-- Required work --
Copy out the data below. Leave nothing out and alter nothing.

____ Stored data

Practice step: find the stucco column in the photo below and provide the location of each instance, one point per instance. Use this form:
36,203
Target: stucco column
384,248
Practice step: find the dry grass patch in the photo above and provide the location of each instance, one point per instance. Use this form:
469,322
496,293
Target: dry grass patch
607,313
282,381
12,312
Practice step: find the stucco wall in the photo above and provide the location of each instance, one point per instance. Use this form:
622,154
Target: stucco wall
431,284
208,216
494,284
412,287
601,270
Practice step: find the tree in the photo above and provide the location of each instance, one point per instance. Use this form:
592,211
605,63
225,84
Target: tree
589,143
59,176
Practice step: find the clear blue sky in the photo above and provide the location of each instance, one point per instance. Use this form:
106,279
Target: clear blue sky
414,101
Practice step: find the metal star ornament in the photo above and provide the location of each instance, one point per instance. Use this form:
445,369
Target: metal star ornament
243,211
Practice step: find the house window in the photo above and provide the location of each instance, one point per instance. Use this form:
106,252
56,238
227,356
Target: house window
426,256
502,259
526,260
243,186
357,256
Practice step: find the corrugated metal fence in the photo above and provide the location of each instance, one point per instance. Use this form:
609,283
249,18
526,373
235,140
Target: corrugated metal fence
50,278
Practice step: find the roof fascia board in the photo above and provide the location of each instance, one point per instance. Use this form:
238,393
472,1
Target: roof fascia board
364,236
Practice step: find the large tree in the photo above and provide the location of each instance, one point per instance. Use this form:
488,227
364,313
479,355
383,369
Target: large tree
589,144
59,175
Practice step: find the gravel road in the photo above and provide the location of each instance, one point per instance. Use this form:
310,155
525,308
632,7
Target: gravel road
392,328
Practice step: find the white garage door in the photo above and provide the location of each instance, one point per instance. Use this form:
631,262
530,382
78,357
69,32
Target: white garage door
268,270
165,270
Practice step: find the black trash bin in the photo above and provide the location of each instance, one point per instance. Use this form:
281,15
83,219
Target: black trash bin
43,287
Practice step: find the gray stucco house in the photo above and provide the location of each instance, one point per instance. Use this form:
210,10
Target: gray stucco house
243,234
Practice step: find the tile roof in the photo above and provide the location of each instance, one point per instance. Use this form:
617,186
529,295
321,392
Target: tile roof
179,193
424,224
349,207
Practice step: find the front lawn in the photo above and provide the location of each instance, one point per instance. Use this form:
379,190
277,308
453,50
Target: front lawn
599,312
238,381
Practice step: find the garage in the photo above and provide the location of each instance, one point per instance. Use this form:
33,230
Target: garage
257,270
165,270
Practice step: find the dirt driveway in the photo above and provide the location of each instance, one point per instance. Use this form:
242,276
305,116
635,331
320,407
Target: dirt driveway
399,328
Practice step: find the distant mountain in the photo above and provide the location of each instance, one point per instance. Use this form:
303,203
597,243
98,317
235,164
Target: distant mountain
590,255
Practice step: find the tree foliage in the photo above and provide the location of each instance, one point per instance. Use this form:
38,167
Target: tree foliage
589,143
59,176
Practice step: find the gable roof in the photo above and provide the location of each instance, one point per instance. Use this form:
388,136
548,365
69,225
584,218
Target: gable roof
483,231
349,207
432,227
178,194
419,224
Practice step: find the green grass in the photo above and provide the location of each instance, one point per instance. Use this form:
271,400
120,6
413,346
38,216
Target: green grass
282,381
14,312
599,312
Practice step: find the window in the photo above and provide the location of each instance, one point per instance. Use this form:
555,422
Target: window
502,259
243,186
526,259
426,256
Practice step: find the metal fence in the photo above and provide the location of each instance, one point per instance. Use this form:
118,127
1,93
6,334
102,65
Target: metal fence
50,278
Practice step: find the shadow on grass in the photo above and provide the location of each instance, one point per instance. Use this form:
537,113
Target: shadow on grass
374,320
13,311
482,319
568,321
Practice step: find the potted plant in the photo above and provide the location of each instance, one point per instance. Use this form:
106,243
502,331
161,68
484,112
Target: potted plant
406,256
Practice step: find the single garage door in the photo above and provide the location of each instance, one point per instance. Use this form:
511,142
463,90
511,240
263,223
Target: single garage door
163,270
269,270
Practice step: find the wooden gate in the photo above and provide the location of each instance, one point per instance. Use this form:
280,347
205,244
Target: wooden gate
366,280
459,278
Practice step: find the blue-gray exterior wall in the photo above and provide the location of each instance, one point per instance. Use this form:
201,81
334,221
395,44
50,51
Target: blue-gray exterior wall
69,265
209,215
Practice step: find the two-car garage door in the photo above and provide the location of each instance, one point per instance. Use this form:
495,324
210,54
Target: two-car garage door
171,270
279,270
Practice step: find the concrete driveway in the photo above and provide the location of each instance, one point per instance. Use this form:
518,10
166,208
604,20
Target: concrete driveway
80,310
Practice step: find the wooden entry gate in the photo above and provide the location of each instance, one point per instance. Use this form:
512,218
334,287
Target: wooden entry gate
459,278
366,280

________

-- Exercise answer --
Practice step: find the stucco column in the photo below and provide the location of each instance, one point per instance. Use this form:
36,203
Target: stucco column
384,248
Practice step: find the dry grass patch in the photo above and provide the location of each instance, one point per instance. Use this form:
469,322
496,293
Target: dry grass patch
607,313
282,381
12,312
Practice step: find the stucco wall in the photo above and provide the location of each instance, one point per instance. Use this form:
622,154
Target: stucco wall
431,284
208,216
494,284
412,287
601,270
Practice step: find the tree in the photo above and provide the location of each instance, one point per instance. Use this form:
592,211
605,63
225,84
Target: tree
589,143
59,176
Practice step: find the clear blue sky in the photo above and provide the location of each instance, one point per instance. Use this form:
106,279
Target: clear blue sky
414,101
Practice step: find the metal star ornament in the photo above and provide the location of each instance, one point per instance. Use this form:
445,369
Target: metal star ornament
243,211
Practice step: find the house window in the photo above and provide the location of each instance, one point per instance. Use this form:
106,252
56,238
227,356
Target: house window
426,256
502,259
526,260
243,186
357,256
Practice step: find the corrugated metal fence in the photo above and provide the location of each instance, one point per instance. Use this form:
609,283
249,18
526,373
235,140
Target: corrugated metal fence
50,278
Practice step: find the roof fascia board in the photo above and provide the location of each instance, one point per instance. Use this form:
238,393
472,1
Target: roof fascia board
364,236
Practice step: find the large tree in the photo above and provide the location of each instance, one point per instance. Use this form:
488,227
364,313
479,355
383,369
Target: large tree
589,144
59,175
Practice step: find the gravel road in the photo above and provide the location of each instance, one point per instance. Use this form:
310,155
525,308
632,7
Target: gravel road
392,328
Practice step: find the white garage door in the photo above and provide the location of each instance, one point per instance. Use this form:
631,262
530,382
78,357
69,32
Target: white garage door
268,270
165,270
Practice step: find the black trash bin in the photo above and provide the location of each instance, one point per instance. Use this form:
281,15
83,219
Target: black trash bin
43,287
Practice step: find the gray stucco house in the photo above and provide the location of each instance, one point per instance. Use this form:
210,10
Target: gray stucco house
243,234
Practice step: find the tile roof in the photo above and provide the location of each instance, one point per instance. Use this form:
617,186
529,295
321,392
Target: tile roof
179,193
424,224
349,207
Practice step: find the front lawn in the photo above and provide the location of each instance, one point per instance. Use this form:
379,190
277,308
453,50
Target: front lawn
599,312
238,381
Practice step: find the garage in the photo above and provide the location of each instance, one point per instance. Use this form:
33,230
Target: garage
257,270
165,270
Practice step: find the dirt driveway in the photo above and provide the location of each instance, one point per instance. Use this form:
242,276
305,116
635,331
320,407
Target: dirt driveway
399,328
Practice step: find the distant mountain in the photo above and provide the location of each instance, one point per instance. Use this form:
303,203
597,243
98,317
235,164
Target: distant mountain
590,255
Practice step: find the tree foliage in the photo above and provide the location of each instance, one point per instance. Use this form:
38,167
Target: tree foliage
589,143
59,176
Practice step: find the gable roof in the photo above and provide the location of each instance, one point per instance. Use this form:
388,136
548,365
69,225
584,218
Target: gable roof
483,231
349,207
432,227
178,194
419,224
Practice step: find the green grass in the photo above and provide the location of each instance, one point per instance. Use this form:
271,400
120,6
413,346
38,216
Target: green grass
282,381
14,312
599,312
Practice step: find the window in the photo above and provide the location of each instance, one point per instance. Use this form:
555,422
Target: window
502,259
243,186
526,259
426,256
Practice step: find the metal fence in the photo above and provide the location of each instance, one point per instance. Use this form:
118,127
1,93
6,334
102,65
Target: metal fence
50,278
Practice step: find the shadow on grass in the photo above and provide the location of each instance, one point per instance. Use this form:
537,113
Target: shadow on grass
374,320
13,311
482,319
568,321
Practice step: find the potted plant in the photo above and provide the location of each instance, one point per instance. Use this form:
106,243
502,331
161,68
484,112
Target: potted plant
406,256
Practice step: find the single garage door in the photo above and provide the location of each instance, one point per instance. Use this form:
511,142
463,90
511,240
263,223
Target: single garage door
163,270
269,270
Practice step: find the wooden gate in the photo above and provide the location of each instance, one point per instance. Use this form:
280,347
205,244
Target: wooden gate
366,280
459,278
Practice step: find the blue-gray exterior wall in the photo above and provide the location of each instance, one point per instance. Use this form:
201,81
334,221
395,44
50,51
Target: blue-gray exterior wall
69,265
209,215
Practice step: find the two-car garage door in the photo above and provide the location of each instance, one point per instance. Use this form:
495,324
210,54
Target: two-car garage door
171,270
279,270
Practice step: find the concrete driveway in the photo above and provide the location of each instance, one point per instance. Use this form:
518,10
166,208
604,20
Target: concrete driveway
80,310
Practice step: find the wooden entry gate in the photo above and provide the location of each instance, one point per instance. Use this form:
512,218
334,287
Target: wooden entry gate
459,278
366,280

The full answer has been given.